──────── Records supplied ────────

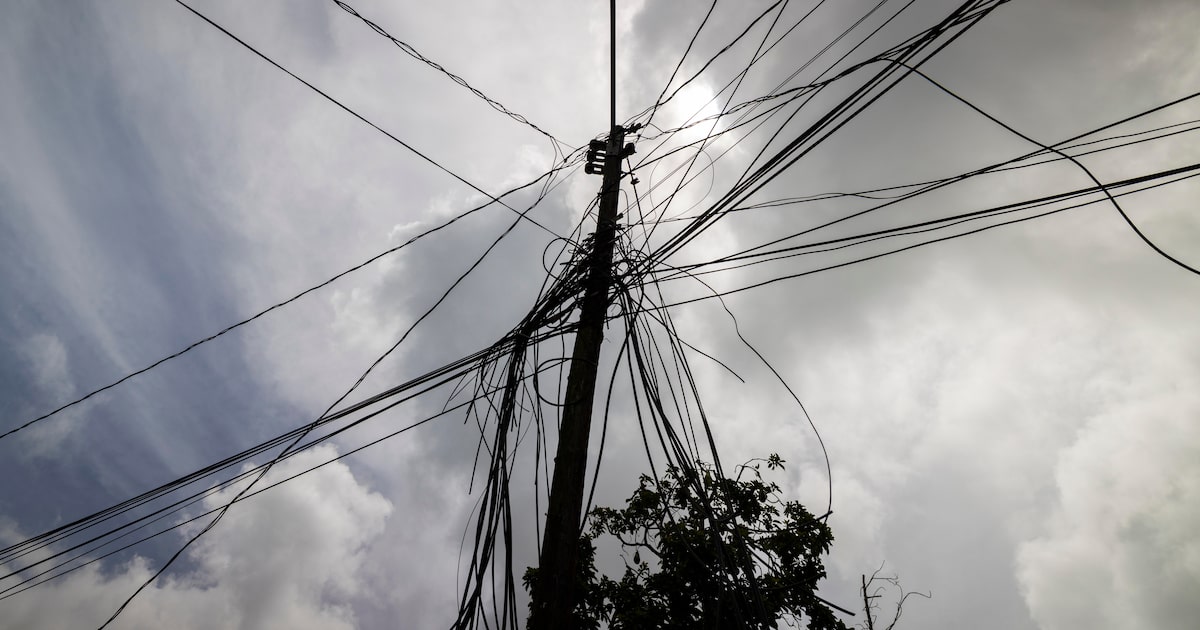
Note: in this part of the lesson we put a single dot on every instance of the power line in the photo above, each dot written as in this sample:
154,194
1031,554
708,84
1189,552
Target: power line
277,305
355,114
412,52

────────

*What needs to be done:* Extract all lines of the material above word for word, leaving out the pictures.

*Answer to the problem:*
Note: in this part of the lesson we put a single dot on every instance of the power line in the photo above, each dot written as in this sample:
154,194
1031,554
708,84
1189,552
Target: power line
277,305
355,114
412,52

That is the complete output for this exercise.